-- Begin RECORDS SHOWN --

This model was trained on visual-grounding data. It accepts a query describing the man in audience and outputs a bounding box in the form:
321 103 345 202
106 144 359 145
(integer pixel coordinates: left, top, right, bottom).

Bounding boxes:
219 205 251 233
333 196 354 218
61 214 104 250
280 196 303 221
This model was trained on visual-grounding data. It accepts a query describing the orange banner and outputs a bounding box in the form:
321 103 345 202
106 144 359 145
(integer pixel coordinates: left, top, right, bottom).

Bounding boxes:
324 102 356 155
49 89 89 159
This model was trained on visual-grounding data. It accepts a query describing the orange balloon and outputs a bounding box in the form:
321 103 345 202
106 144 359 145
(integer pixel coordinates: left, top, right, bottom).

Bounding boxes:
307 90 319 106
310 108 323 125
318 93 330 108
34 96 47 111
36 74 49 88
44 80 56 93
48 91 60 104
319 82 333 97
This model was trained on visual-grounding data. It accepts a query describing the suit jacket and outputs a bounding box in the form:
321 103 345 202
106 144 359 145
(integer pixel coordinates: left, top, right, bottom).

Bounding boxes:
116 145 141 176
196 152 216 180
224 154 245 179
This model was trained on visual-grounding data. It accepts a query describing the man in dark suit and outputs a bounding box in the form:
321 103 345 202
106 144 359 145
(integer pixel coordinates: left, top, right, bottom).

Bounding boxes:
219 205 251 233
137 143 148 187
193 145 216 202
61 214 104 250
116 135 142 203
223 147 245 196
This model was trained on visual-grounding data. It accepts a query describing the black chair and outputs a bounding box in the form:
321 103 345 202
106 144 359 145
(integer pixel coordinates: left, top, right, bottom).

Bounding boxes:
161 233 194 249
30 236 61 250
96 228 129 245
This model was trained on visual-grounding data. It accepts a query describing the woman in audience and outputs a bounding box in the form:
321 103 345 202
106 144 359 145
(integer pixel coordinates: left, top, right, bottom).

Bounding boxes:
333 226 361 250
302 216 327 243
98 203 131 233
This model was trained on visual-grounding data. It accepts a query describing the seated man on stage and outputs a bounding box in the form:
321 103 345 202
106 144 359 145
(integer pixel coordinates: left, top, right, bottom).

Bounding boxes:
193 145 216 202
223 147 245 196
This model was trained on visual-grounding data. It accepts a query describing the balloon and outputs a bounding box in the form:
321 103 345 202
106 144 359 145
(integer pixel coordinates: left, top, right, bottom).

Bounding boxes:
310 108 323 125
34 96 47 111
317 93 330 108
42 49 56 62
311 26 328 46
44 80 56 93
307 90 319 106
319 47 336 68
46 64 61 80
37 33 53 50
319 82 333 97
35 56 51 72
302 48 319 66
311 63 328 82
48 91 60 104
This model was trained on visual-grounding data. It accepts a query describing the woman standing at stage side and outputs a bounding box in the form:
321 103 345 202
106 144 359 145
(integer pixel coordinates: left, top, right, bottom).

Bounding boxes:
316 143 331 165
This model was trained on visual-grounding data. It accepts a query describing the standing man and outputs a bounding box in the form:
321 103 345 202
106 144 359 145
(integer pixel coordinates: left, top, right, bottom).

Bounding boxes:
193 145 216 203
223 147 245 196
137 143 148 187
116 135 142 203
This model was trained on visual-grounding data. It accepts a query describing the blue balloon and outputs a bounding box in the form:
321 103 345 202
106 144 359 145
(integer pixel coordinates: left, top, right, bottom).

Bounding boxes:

-- End RECORDS SHOWN --

* [DIRECTIONS] Starting at the line that has "the orange balloon" and stopping after the line that has "96 228 129 245", update the entries by changing "pixel coordinates" to "image coordinates" and leaving all else unchanged.

* [TASK RESULT]
This model was trained on visual-grounding data. It accepts a query describing the orange balloon and outputs a bounding box in the form:
321 103 345 202
106 144 359 145
(integer image coordinates: left, top, right, bottom).

Bounding boxes:
307 90 319 106
310 108 323 125
318 93 330 108
34 96 47 111
36 74 49 88
44 80 56 93
48 91 60 104
319 82 333 97
This model was trained on visual-grounding data. It accepts a query describing the suit jacket and outputs a bounding box in the form:
321 103 345 202
106 144 359 145
(integer image coordinates: left, top, right, bottom).

Bounding boxes:
116 145 141 176
196 152 216 180
224 154 245 179
This model was trained on visual-grounding data. It accepts a query describing the man in dark suit and outputs a bounding box in the form:
321 103 345 202
106 144 359 145
(integer image coordinates: left, top, right, bottom).

Bounding boxes:
219 205 251 233
137 143 148 187
193 145 216 202
61 214 104 250
116 135 142 203
223 147 245 196
This model was trained on visual-grounding data. It accepts a query describing the black chair and outputs a bounding box in the form:
321 103 345 202
106 144 359 145
(integer image coordinates: left, top, right, bottom).

Bounding boxes:
161 233 194 249
30 236 61 250
96 228 129 245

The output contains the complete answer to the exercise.